● **Supplied passage**
Once a matter starts to move, the focus moves to understanding what kind of change you’re looking at. Because some changes stay within what was agreed, while others start to affect cost, scope, or delivery. 

Here are three situations that tend to come up.

1. Expected movement
This is where the work is developing, but still within the assumptions set at the outset. There may be some variation in how the work is delivered, but it still aligns with the original scope, staffing, and timeline. The commercial position remains consistent with what was agreed.

In this case, there is nothing to correct. The role here is to stay close enough to the work to keep that alignment, rather than stepping in unnecessarily.

2. Justified change
New information comes to light. The level of complexity becomes clearer. The work adjusts in response. That change may be entirely appropriate. But it does alter how the matter is being delivered, and usually affects cost, timing, or both.

So instead, the focus needs to be on making that change explicit and agreeing on how to proceed. That might involve revisiting what is being asked, adjusting how the work is being carried out, or resetting expectations on cost. Handled early, this is manageable. Left unaddressed, it tends to compound.

3. Uncontrolled drift
This is where the work is no longer clearly anchored to what was agreed at the outset. Changes have accumulated without being clearly acknowledged or addressed. It becomes harder to explain how the current approach links back to the original scope, staffing, or cost.

● **Information shown**
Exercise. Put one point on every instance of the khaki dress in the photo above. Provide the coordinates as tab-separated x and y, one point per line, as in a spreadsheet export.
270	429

● **Problem 1**
According to the passage on changes in a matter, why is there nothing to correct when the work shows expected movement? Answer in one to three sentences.
● **Problem 2**
Translate the sentence "The commercial position remains consistent with what was agreed." from the passage on changes in a matter into Spanish.
● **Problem 3**
Rewrite the part of the passage on changes in a matter that opens with the words containing "1. Expected movement" and closes with "stepping in unnecessarily.", replacing "timeline" with "schedule".
The listing comes from a different source than the passage on changes in a matter.

● **Solution 1**
There is nothing to correct because the work is still developing within the assumptions set at the outset. It still aligns with the original scope, staffing, and timeline, and the commercial position remains consistent with what was agreed.

● **Solution 2**
La posición comercial sigue siendo coherente con lo acordado.

● **Solution 3**
1. Expected movement
This is where the work is developing, but still within the assumptions set at the outset. There may be some variation in how the work is delivered, but it still aligns with the original scope, staffing, and schedule. The commercial position remains consistent with what was agreed.

In this case, there is nothing to correct. The role here is to stay close enough to the work to keep that alignment, rather than stepping in unnecessarily.